Requirements:
In the anomaly detection article below, what unusual events does the introduction say security officers watch for on a display screen?

## START Provided passage

Corresponding Author Email: 
msyannawar@gmail.com
Page: 
2031-2038
|
DOI: 
https://doi.org/10.18280/isi.290534
Received: 
14 December 2023
|
Revised: 
30 August 2024
|
Accepted: 
14 September 2024
|
Available online: 
24 October 2024
| Citation

© 2024 The authors. This article is published by IIETA and is licensed under the CC BY 4.0 license (http://creativecommons.org/licenses/by/4.0/).

OPEN ACCESS

Abstract: 

Anomaly detection is the process of identifying patterns or data points that substantially depart from the normal or expected behavior and nowadays it is applied in different fields. The ultimate aim is to detect unusual trends or outliers that could correspond to problems, the future issues, or interesting findings. Machine learning-based classification and recognition methods have emerged as the leading approach for detecting anomalous activities. This work specifically focuses on the detection of anomalous activities in videos, employing the UCF crime database as the primary dataset. The proposed method works with a multistage approach, integrating convolutional neural network (CNN) and long short-term memory (LSTM). The image frames from the videos are utilized as input to the CNN, which processes and extracts salient features. Through the cascading of CNN and LSTM, the system successfully identifies twelve distinct anomalous activities: Abuse, Arrest, Arson, Assault, Burglary, Explosion, Fight, Road Accident, Robbery, Stealing, Shoplifting, and Vandalism. To train and evaluate the system, an 80-10-10 split of the dataset is employed for training, testing, and validation respectively, including cross-validation steps. The present system attains 99% accuracy showcasing its robustness in anomalous activity detection.

Keywords: 

anomaly detection, human activity detection, deep learning, convolutional neural networks (CNN), long short time memory (LSTM), accuracy

1. Introduction

In today's demanding world, automated video surveillance has become a crucial concern, playing a pivotal role in both individual and national security. Video from surveillance cameras can be analyzed manually, semi-automatically, or entirely automatically to find anomalies or unexpected events. Conventional surveillance systems are entirely manual and reliant on people, demanding the workforce's continuous observation and attention to analyze events or behaviors in order to determine whether the recorded activities are suspicious or unusual. Multiple video feeds must be observed by the human operators at once, which are laborious and extremely hard on their attention span, resulting in poor performance. Security officers typically use a display screen attached to a video camera to watch unusual events such as traffic accidents, fires, explosions, robberies, stampedes, etc. Human inspection of surveillance footage is not optimal, though, it requires prolonged periods of focus. As a result, an automated system is needed to identify and detect anomaly or anomalous activity.

## END Provided passage
## START Data shown

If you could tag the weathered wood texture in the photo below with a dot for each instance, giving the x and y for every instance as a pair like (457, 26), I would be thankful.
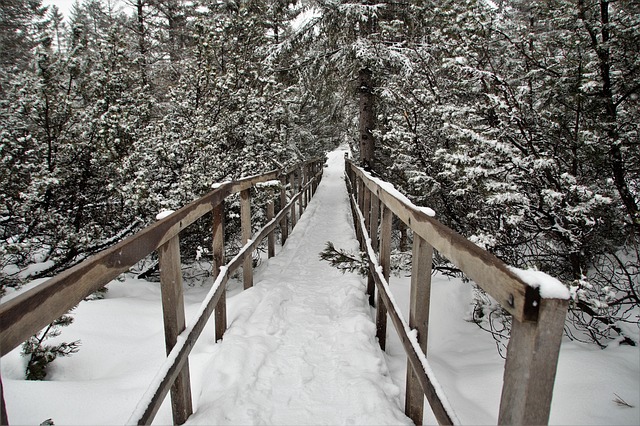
(428, 389)
(28, 313)
(420, 299)
(530, 368)
(271, 238)
(386, 222)
(4, 418)
(486, 270)
(218, 261)
(34, 309)
(292, 185)
(179, 358)
(284, 225)
(245, 224)
(174, 323)
(374, 219)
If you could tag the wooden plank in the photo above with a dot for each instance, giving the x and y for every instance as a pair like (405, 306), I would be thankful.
(245, 223)
(422, 259)
(271, 238)
(292, 188)
(435, 402)
(371, 285)
(530, 368)
(486, 270)
(34, 309)
(179, 356)
(374, 221)
(301, 205)
(284, 224)
(4, 418)
(174, 324)
(386, 222)
(218, 261)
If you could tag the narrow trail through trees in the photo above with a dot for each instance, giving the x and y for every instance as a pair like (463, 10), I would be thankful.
(301, 347)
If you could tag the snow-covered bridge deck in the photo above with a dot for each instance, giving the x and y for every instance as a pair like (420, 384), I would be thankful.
(300, 345)
(302, 348)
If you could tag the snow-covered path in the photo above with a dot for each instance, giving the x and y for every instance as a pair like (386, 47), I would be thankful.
(301, 347)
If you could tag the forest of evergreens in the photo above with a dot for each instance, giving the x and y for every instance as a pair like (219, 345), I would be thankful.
(518, 122)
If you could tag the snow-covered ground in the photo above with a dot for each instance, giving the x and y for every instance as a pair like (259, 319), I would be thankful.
(300, 349)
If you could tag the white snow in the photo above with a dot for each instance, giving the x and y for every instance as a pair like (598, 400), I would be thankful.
(300, 350)
(550, 287)
(163, 214)
(387, 186)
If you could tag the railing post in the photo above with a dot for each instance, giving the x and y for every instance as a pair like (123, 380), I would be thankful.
(218, 261)
(292, 186)
(284, 225)
(305, 179)
(385, 262)
(530, 368)
(373, 234)
(271, 238)
(245, 223)
(421, 263)
(302, 203)
(174, 323)
(4, 418)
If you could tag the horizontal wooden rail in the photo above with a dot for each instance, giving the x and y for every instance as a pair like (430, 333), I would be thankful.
(152, 400)
(492, 275)
(441, 408)
(28, 313)
(536, 333)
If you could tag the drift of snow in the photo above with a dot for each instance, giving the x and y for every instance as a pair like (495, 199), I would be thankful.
(301, 347)
(123, 349)
(550, 287)
(387, 186)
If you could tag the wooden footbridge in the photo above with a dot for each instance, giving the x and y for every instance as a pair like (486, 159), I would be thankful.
(537, 321)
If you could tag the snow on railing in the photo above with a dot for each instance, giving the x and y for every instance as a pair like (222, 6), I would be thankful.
(537, 302)
(32, 310)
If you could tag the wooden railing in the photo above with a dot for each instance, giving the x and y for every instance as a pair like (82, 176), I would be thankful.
(29, 312)
(532, 352)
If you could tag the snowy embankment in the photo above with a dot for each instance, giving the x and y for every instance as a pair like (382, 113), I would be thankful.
(300, 349)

## END Data shown

Response to this task:
Traffic accidents, fires, explosions, robberies, and stampedes.